START PROVIDED RECORDS
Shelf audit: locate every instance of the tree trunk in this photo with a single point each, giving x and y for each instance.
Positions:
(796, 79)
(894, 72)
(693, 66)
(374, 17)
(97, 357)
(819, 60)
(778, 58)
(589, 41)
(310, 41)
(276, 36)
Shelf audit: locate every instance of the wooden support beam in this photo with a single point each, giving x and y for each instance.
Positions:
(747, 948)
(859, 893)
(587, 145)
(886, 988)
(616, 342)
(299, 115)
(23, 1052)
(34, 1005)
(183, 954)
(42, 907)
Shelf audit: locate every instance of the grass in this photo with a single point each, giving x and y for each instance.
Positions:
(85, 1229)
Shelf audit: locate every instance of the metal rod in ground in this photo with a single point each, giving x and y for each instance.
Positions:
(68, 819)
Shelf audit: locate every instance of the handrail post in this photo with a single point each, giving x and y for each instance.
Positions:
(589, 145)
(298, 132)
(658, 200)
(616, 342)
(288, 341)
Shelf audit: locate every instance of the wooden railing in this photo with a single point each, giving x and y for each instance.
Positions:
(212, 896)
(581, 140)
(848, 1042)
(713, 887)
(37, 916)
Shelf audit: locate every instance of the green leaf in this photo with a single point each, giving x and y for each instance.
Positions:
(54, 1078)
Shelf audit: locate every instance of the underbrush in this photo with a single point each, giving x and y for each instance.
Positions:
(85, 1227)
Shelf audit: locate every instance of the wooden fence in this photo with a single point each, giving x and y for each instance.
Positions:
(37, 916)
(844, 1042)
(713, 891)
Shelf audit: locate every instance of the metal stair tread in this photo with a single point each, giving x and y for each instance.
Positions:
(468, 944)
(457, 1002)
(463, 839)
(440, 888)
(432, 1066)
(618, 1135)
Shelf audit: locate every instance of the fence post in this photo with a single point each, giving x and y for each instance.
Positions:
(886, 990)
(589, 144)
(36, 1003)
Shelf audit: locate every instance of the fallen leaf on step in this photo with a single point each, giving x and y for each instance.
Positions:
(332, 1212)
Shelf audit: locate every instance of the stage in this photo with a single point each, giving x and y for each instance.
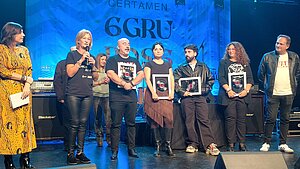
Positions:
(50, 154)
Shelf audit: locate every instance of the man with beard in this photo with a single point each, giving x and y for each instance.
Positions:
(278, 74)
(194, 107)
(122, 95)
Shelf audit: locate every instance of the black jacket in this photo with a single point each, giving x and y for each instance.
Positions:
(201, 70)
(223, 98)
(60, 80)
(268, 67)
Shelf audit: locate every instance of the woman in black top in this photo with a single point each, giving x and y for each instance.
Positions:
(159, 111)
(81, 71)
(235, 78)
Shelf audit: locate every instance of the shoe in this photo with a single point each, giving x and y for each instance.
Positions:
(71, 159)
(108, 141)
(191, 149)
(114, 156)
(82, 158)
(8, 162)
(212, 150)
(242, 147)
(169, 149)
(285, 149)
(132, 153)
(99, 141)
(265, 147)
(230, 149)
(157, 149)
(25, 161)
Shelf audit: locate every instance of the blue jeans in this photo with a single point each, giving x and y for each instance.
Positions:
(284, 103)
(79, 108)
(101, 104)
(118, 109)
(235, 120)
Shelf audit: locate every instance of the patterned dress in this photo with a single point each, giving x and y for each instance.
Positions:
(16, 125)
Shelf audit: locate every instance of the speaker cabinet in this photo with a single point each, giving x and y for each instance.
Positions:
(46, 122)
(255, 115)
(250, 160)
(80, 166)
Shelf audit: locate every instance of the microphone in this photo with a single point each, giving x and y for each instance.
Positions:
(87, 48)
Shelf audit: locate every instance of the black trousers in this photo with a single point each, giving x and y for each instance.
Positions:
(284, 103)
(235, 120)
(195, 111)
(79, 108)
(118, 110)
(64, 117)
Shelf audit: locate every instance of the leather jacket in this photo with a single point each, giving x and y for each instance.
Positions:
(268, 67)
(201, 70)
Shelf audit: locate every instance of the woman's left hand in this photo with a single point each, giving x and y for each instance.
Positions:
(92, 61)
(26, 91)
(243, 93)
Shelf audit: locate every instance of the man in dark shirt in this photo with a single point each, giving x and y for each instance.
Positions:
(124, 72)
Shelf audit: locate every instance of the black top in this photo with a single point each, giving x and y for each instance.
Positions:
(60, 80)
(117, 93)
(159, 68)
(226, 66)
(82, 82)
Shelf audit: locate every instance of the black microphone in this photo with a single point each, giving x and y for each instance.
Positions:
(87, 48)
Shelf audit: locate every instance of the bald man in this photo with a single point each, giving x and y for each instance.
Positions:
(125, 73)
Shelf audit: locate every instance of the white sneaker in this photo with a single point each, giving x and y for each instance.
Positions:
(191, 149)
(212, 150)
(285, 148)
(265, 147)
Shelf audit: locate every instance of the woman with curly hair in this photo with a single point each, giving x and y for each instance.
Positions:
(235, 78)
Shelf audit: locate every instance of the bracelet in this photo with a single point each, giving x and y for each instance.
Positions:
(132, 83)
(78, 63)
(123, 84)
(23, 78)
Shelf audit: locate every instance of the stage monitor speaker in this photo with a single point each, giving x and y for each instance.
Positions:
(80, 166)
(255, 115)
(297, 164)
(250, 160)
(45, 117)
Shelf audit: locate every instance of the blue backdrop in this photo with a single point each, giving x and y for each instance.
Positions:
(51, 27)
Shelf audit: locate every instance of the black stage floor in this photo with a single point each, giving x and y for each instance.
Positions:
(50, 154)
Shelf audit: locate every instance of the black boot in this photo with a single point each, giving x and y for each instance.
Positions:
(156, 152)
(168, 134)
(25, 161)
(156, 132)
(169, 149)
(8, 162)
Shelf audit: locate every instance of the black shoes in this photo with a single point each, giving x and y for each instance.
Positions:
(8, 162)
(156, 153)
(99, 141)
(132, 153)
(230, 147)
(79, 159)
(25, 161)
(169, 149)
(114, 156)
(83, 159)
(71, 159)
(242, 147)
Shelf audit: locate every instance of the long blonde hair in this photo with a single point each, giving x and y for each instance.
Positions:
(81, 34)
(241, 54)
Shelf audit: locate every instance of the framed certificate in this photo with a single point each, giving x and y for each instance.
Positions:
(126, 71)
(237, 81)
(191, 84)
(162, 85)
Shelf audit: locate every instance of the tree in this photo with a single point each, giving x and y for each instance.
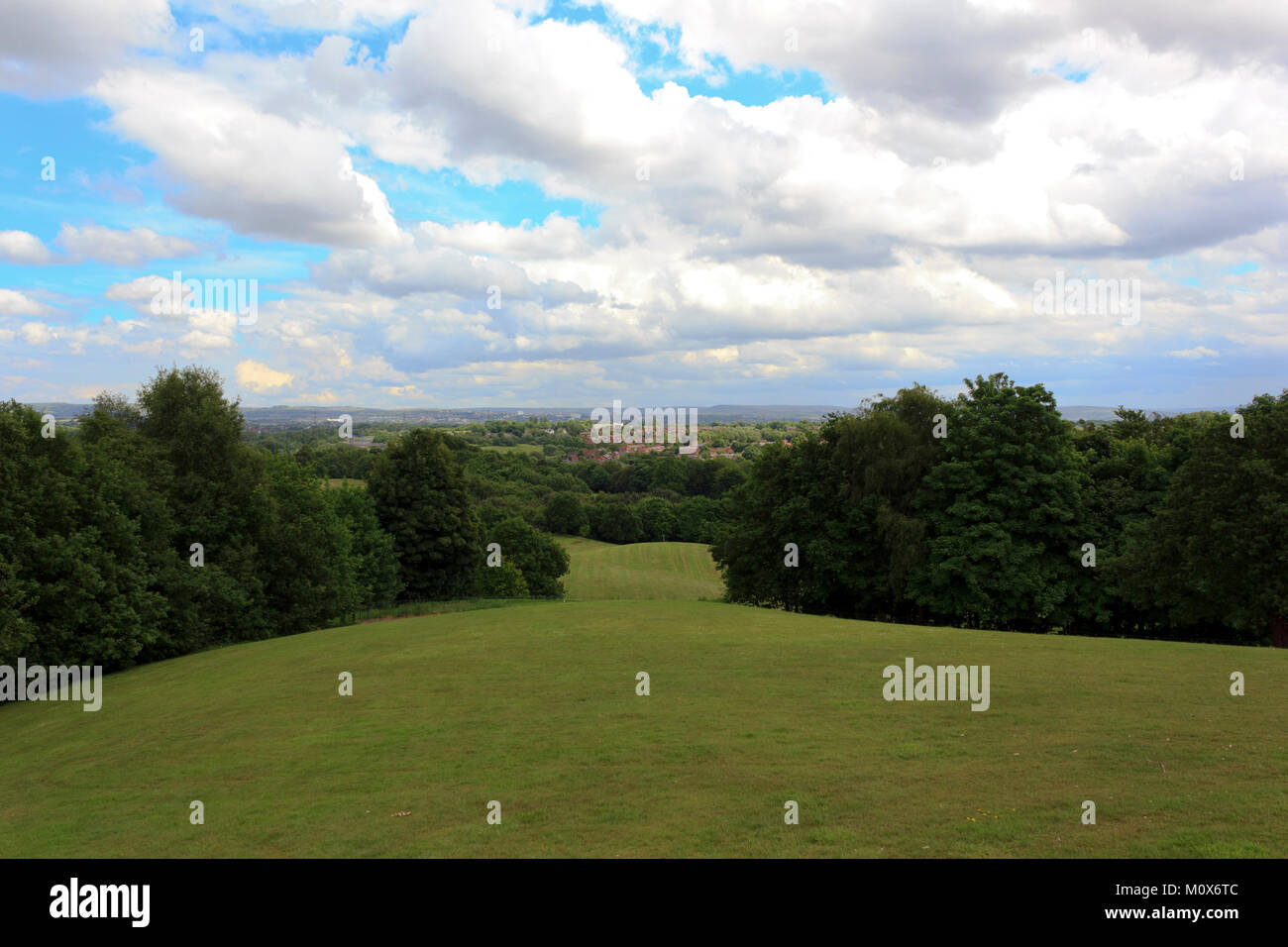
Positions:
(540, 560)
(421, 501)
(1004, 510)
(565, 514)
(1214, 558)
(657, 519)
(372, 549)
(614, 522)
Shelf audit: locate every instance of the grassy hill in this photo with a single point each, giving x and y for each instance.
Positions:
(639, 571)
(535, 705)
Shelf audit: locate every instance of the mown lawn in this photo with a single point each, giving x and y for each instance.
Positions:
(535, 705)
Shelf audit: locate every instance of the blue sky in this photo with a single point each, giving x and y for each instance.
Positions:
(671, 204)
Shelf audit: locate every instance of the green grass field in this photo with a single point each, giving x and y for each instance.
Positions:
(639, 571)
(535, 705)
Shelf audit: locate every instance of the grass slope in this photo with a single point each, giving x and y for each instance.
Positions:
(639, 571)
(535, 706)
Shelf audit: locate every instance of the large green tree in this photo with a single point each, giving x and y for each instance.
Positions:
END PROVIDED RECORDS
> DIRECTIONS FOR THIS TASK: Everything in the data except the pictures must be transcribed exactly.

> RESULT OF THIS EXERCISE:
Shelf audit: locate every instance of the tree trunk in this photo with a single point each, giving x and y for each instance.
Positions:
(796, 79)
(894, 72)
(693, 66)
(374, 17)
(97, 357)
(819, 60)
(778, 58)
(589, 41)
(310, 41)
(276, 36)
Shelf audit: locate every instance of the wooden support beam in this photo with a single point each, giving x and y for each instance.
Positions:
(747, 948)
(859, 893)
(587, 145)
(886, 988)
(616, 342)
(299, 115)
(23, 1052)
(34, 1005)
(183, 954)
(42, 907)
Shelf audit: locate every instance of the grass in this photo with a single point each, giving x and y for each instance.
Positions:
(85, 1229)
Shelf audit: locate every instance of the metal rod in ground in this photo with a single point each, giving x and y for each instance.
Positions:
(68, 819)
Shelf audit: locate every instance of the handrail post in this photo with a single point each, giving x and y for each instance.
Positions:
(589, 145)
(298, 132)
(658, 200)
(616, 342)
(288, 341)
Shelf audit: locate every instance of the wooden railing in this photo with a single point each, giving x and y for each instance.
Positions:
(212, 896)
(581, 140)
(848, 1042)
(713, 887)
(37, 916)
Shelf audit: locate every instance of the green leaf in this photo with a single point each, giving x and y for each instance.
Positions:
(54, 1078)
Shelf audit: locate every instance of the underbrush in this photo with a single point each, giving x and y for each instance.
Positions:
(85, 1227)
Shelf audit: locate every instance of the wooden fence in this photo with a single point each, giving x and y for each instance.
Positions:
(37, 916)
(844, 1042)
(713, 891)
Shelf audit: locate every instance of the metal stair tread in this photo with a single point each, giving x and y for each instance.
Positions:
(468, 944)
(457, 1002)
(463, 839)
(440, 888)
(432, 1066)
(618, 1135)
Shelf audit: locate every instance of the fence post in this photo with a single point each, giving x and y for each instance.
Positions:
(886, 990)
(589, 144)
(36, 1003)
Shelf audit: locate every instance of the fallen leaf on step in this photo with a single point each, giving x and y for each instance.
Positions:
(332, 1212)
Shelf audit: locate every instance of the stage in this photo with a single point each, giving x and y for each instance.
Positions:
(50, 154)
Shelf audit: locate every instance of the man with beard in this photo with a single point each, giving x and y for each instance.
Positions:
(278, 74)
(194, 107)
(122, 95)
Shelf audit: locate every instance of the black jacket in this photo with a single point each, giving x and y for each instance.
Positions:
(201, 70)
(223, 98)
(60, 80)
(268, 67)
Shelf audit: locate every instance of the woman in black top in this photo with a single point each, giving x and y for each instance.
Positions:
(159, 111)
(81, 71)
(235, 78)
Shelf audit: locate every instance of the shoe in this photo with a single point each, giving x and y for each instance.
Positions:
(71, 159)
(108, 141)
(191, 149)
(114, 156)
(82, 158)
(8, 162)
(212, 150)
(242, 147)
(169, 149)
(285, 149)
(132, 153)
(99, 141)
(265, 147)
(230, 149)
(157, 149)
(25, 161)
Shelf audit: locate every instance of the blue jeans in this photo with a single point each, giving x and y for each instance.
Positions:
(284, 103)
(79, 108)
(101, 104)
(118, 109)
(235, 120)
Shelf audit: locate every instance of the patterned dress in this photo with a single point each, giving x and y for each instance.
Positions:
(16, 125)
Shelf audit: locate every instance of the speaker cabinet in this photo with a single point each, giving x and y for each instance.
Positions:
(46, 122)
(255, 115)
(250, 160)
(80, 166)
Shelf audit: locate every instance of the microphone in this photo with a single point each, giving x and y for each instance.
Positions:
(87, 48)
Shelf audit: locate every instance of the black trousers in this photo with a single point each, giving x and y for each instance.
Positions:
(284, 103)
(235, 120)
(195, 111)
(79, 108)
(118, 110)
(64, 117)
Shelf audit: locate every instance of the leather jacket in this photo with a single point each, giving x and y for each instance.
Positions:
(268, 67)
(201, 70)
Shelf audit: locate every instance of the woman's left hand in this photo with a single point each, giving x and y for each instance.
Positions:
(92, 61)
(26, 91)
(243, 93)
Shelf audit: locate every instance of the man in dark shirt in this photo with a single point each, giving x and y for each instance.
Positions:
(124, 72)
Shelf audit: locate every instance of the black top in this photo with a single point each, giving x and y for each instance.
Positions:
(60, 80)
(117, 93)
(159, 68)
(226, 66)
(82, 82)
Shelf audit: locate every instance of the black microphone in this photo with a single point each, giving x and y for each instance.
Positions:
(87, 48)
Shelf audit: locate every instance of the bald man in this photo with a single point each, giving x and y for each instance.
Positions:
(125, 73)
Shelf audit: locate every instance of the white sneaker in this photo with a single point each, giving x and y for each instance.
Positions:
(191, 149)
(212, 150)
(285, 148)
(265, 147)
Shelf audit: locate every instance of the woman with curly hair in this photo with a single point each, giving x and y for each instance.
Positions:
(235, 78)
Shelf audit: locate every instance of the bracelet in this photo with a single point each, giving x and y for each instance.
Positions:
(132, 83)
(78, 63)
(123, 84)
(23, 78)
Shelf audit: locate every instance of the stage monitor speaker in this photo with a single point each, giving x and y for each instance.
Positions:
(80, 166)
(255, 115)
(297, 164)
(250, 160)
(45, 117)
Shelf audit: locate every instance of the blue backdrop in this photo with a single point each, giving x and y for each instance.
Positions:
(51, 27)
Shelf audit: locate every instance of the black stage floor in this photo with a single point each, giving x and y for each instance.
Positions:
(50, 154)
Shelf audit: locate every instance of the black boot in this photo with a single point each, giving x and y for each instance.
Positions:
(156, 152)
(168, 134)
(25, 161)
(156, 132)
(169, 149)
(8, 162)
Shelf audit: locate every instance of the black shoes in this photo with a single point each, giving x and y for each instance.
Positions:
(8, 162)
(156, 153)
(99, 141)
(132, 153)
(230, 147)
(79, 159)
(25, 161)
(169, 149)
(114, 156)
(83, 159)
(71, 159)
(242, 147)
Shelf audit: locate every instance of the long blonde hair in this photo with a single point each, giving x and y for each instance.
Positions:
(81, 34)
(241, 54)
Shelf audit: locate every instance of the framed certificate in this photo with a single point each, giving x and y for each instance.
Positions:
(126, 71)
(237, 81)
(191, 84)
(162, 85)
Shelf audit: locate every instance of the tree in this photo with a single point each, giving x and y for each instance.
Positions:
(540, 560)
(421, 501)
(1004, 510)
(565, 514)
(1214, 558)
(657, 519)
(372, 549)
(614, 522)
Shelf audit: locate every instance of the grassy hill in this photo with a single point each, giving x and y for each instance.
Positions:
(639, 571)
(535, 705)
Shelf audit: locate every instance of the mown lawn in this photo with a single point each, giving x and y for each instance.
Positions:
(535, 705)
Shelf audit: locate every instance of the blue sky in this photo with a single point each, giving x and y for each instance.
Positions:
(671, 204)
Shelf audit: locate every instance of the green grass field in this photo with a single point each, giving x and y for each instance.
Positions:
(639, 571)
(535, 705)
Shelf audit: locate every instance of the grass slope in this photo with a single point each, giving x and y for each instance.
Positions:
(639, 571)
(535, 706)
Shelf audit: locate every instance of the large green tree in this photo with a single point each, giving x and y for each instance.
Positions:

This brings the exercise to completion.